■ Text block

____________

One week ago, we reported that in the latest weekly survey of Bank of America high net worth clients, the cash allocation had fallen to an all time low of just 10.4%, below the previous record low of 11% in April 2007 as everyone is "forced" to dance in this market, in which the music is still playing.
Now, in a separate confirmation of what Deutsche Bank recently classified as market "froth", Jonathan Tepper points out that the stock euphoria has finally spread to the retail investor.
Case in point: in its Q2 earnings results, Schwab reported that after years of avoiding equities, Schwab clients opened the highest number of brokerage accounts in first half of 2017 since 2000.
This is what Schwab said on its Q2 conference call:
New accounts are at levels we have not seen since the Internet boom of the late 1990s, up 34% over the first half of last year. But maybe more important for the long-term growth of the organization is not so much new accounts, but new-to-firm households, and our new-to-firm retail households were up 50% over that same period from 2016.
In total, Schwab clients opened over 350,000 new brokerage accounts during the quarter, with the year-to-date total reaching 719,000, marking the biggest first-half increase in 17 years. Total client assets rose 16% to $3.04 trillion.

____________

■ Data entries

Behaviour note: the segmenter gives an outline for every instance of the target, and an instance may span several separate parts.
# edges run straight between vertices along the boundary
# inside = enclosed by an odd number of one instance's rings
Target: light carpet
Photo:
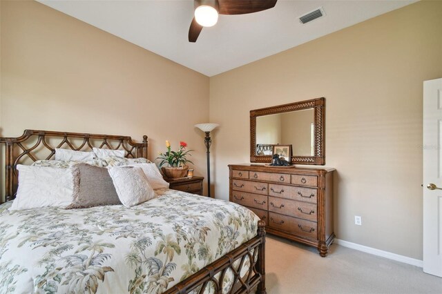
[[[316,248],[267,235],[268,294],[442,293],[442,278],[422,268],[342,246]]]

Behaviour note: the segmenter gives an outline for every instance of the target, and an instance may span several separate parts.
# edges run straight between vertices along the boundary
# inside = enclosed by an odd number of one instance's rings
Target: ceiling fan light
[[[218,21],[218,12],[211,6],[202,5],[195,10],[195,19],[202,26],[213,26]]]

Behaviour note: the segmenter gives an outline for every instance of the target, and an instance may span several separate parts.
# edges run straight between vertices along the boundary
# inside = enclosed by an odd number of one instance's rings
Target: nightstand
[[[202,195],[202,180],[204,177],[184,177],[183,179],[167,179],[164,180],[169,183],[169,189],[178,190],[192,194]]]

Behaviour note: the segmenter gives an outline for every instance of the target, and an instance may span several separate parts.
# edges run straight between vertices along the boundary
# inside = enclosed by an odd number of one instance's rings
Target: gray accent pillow
[[[72,167],[73,203],[66,209],[121,204],[108,169],[86,164]]]

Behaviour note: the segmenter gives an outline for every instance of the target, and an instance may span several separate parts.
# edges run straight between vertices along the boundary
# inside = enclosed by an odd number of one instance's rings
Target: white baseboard
[[[337,244],[338,245],[343,246],[344,247],[348,247],[351,248],[352,249],[358,250],[359,251],[363,251],[367,253],[373,254],[374,255],[381,256],[382,257],[396,260],[396,262],[403,262],[405,264],[411,264],[421,268],[423,266],[422,260],[407,257],[407,256],[399,255],[398,254],[392,253],[391,252],[376,249],[372,247],[357,244],[356,243],[349,242],[348,241],[344,241],[339,239],[335,239],[334,243]]]

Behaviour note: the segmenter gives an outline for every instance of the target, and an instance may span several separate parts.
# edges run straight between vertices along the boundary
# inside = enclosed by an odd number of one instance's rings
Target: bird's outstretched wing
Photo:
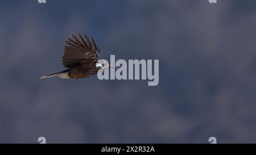
[[[62,56],[62,63],[65,68],[71,68],[84,64],[96,63],[99,58],[100,48],[93,37],[92,44],[85,35],[84,39],[80,33],[78,38],[72,35],[73,40],[68,38],[65,41],[64,51]]]

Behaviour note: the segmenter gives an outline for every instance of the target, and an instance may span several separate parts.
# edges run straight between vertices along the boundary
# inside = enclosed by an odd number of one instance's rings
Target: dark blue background
[[[0,143],[255,143],[256,1],[1,1]],[[38,81],[77,32],[159,59],[159,85]]]

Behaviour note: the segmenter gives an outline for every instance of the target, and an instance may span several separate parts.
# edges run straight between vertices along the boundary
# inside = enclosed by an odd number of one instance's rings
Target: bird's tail
[[[63,76],[65,76],[65,74],[67,74],[67,76],[68,76],[68,69],[60,72],[57,72],[57,73],[55,73],[53,74],[51,74],[47,76],[45,76],[39,78],[39,79],[45,79],[45,78],[50,78],[50,77],[55,77],[55,76],[58,76],[60,78],[65,78]],[[64,73],[65,74],[65,75],[64,75]]]

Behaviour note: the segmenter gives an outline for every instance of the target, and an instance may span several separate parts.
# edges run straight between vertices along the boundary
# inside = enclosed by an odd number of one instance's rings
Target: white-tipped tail
[[[49,77],[55,77],[55,76],[56,76],[57,74],[59,74],[59,73],[53,74],[50,74],[50,75],[48,75],[48,76],[42,77],[40,77],[40,78],[39,78],[38,79],[45,79],[45,78],[49,78]]]
[[[43,76],[40,78],[39,78],[38,79],[45,79],[45,78],[55,77],[55,76],[57,76],[61,78],[70,78],[69,76],[68,75],[68,72],[67,72],[67,70],[64,70],[64,71],[63,71],[61,72],[56,73],[54,74],[49,74],[48,76]]]

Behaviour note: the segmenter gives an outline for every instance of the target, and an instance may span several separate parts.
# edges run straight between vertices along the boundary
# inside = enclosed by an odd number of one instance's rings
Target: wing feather
[[[83,64],[96,63],[99,58],[100,48],[97,46],[95,40],[92,38],[93,45],[86,35],[84,39],[80,33],[78,37],[72,35],[73,39],[68,38],[65,41],[62,62],[66,68],[72,68]]]

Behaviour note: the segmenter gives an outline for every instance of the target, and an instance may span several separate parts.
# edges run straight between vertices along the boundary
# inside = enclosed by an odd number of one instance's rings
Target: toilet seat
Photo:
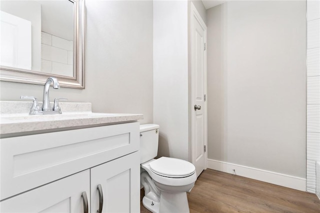
[[[196,172],[190,162],[172,158],[161,157],[150,162],[150,166],[152,172],[167,178],[186,178]]]

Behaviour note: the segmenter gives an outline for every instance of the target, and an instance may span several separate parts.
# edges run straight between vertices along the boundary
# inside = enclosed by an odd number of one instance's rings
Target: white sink
[[[61,102],[62,114],[30,116],[32,102],[0,101],[0,138],[87,128],[144,118],[142,114],[92,112],[91,104]]]

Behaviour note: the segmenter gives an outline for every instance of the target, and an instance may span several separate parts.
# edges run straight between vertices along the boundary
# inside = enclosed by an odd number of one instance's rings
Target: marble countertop
[[[30,102],[0,102],[1,138],[128,122],[144,118],[142,114],[92,112],[90,103],[65,102],[60,103],[62,114],[30,116],[32,105]]]

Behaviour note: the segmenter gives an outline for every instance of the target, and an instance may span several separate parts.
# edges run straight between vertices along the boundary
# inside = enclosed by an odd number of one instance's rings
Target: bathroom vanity
[[[142,114],[61,103],[62,114],[28,116],[0,102],[1,212],[140,212]]]

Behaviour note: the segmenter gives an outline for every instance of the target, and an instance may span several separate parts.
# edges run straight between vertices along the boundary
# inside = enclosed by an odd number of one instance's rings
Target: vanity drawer
[[[139,150],[138,122],[1,140],[0,200]]]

____________

■ The tasks
1. In the passage on retail investors returning to stocks, what did Schwab's total client assets rise to?
2. Write a continuation of the passage on retail investors returning to stocks, starting after its final sentence.

■ Expected answers
1. They rose 16% to $3.04 trillion.

2.
Schwab also adds that just like in the case of Bank of America's HNW private clients, the net cash level among its clients has only been lower once since the depths of the financial crisis in Q1 2009:
Now, it's clear that clients are highly engaged in the markets, we have cash being aggressively invested into the equity market, as the market has climbed. By the end of the second quarter, cash levels for our clients had fallen to about 11.5% of assets overall, now, that's a level that we've only seen one time since the market began its recovery in the spring of 2009.
While some of this newfound euphoria may be due to Schwab's recent aggressive cost-cutting strategy, it is safe to say that the wholesale influx of new clients, coupled with the euphoria-like allocation of cash into stocks, means that between ETFs and other passive forms of investing, as well as on a discretionary basis, US retail investorshas never been more "all-in" stocks than they are now.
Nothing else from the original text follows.